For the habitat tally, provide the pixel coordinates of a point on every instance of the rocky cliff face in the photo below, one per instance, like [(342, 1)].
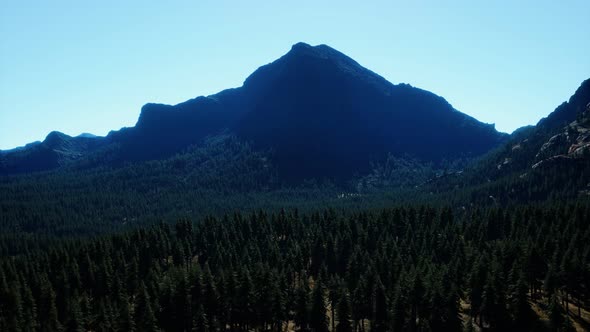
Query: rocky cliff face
[(570, 144)]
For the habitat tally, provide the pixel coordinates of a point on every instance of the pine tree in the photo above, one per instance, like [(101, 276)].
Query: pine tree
[(380, 305), (318, 318), (145, 319), (344, 313), (302, 305)]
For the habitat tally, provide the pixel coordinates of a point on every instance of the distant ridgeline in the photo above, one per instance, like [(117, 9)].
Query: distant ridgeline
[(316, 197), (310, 129), (321, 113)]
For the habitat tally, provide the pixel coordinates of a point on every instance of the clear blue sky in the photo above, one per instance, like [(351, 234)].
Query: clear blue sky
[(89, 66)]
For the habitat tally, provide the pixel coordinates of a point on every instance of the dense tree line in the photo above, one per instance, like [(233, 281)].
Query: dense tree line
[(397, 269)]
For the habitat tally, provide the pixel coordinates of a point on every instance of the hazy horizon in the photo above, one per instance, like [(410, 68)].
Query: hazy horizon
[(79, 68)]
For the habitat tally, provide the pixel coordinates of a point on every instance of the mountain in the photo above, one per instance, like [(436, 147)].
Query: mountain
[(561, 138), (320, 113), (58, 149), (547, 161)]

· · · · · · ·

▶ Activity
What should come out is the exact run of lines from the one holding "like [(436, 147)]." through the end of the records above, and nothing besides.

▶ Finished exercise
For the habitat tally, provide the pixel coordinates of a point on every instance of the mountain in the photo above, one per instance, like [(436, 147)].
Query: mountain
[(561, 138), (320, 113), (58, 149), (547, 161)]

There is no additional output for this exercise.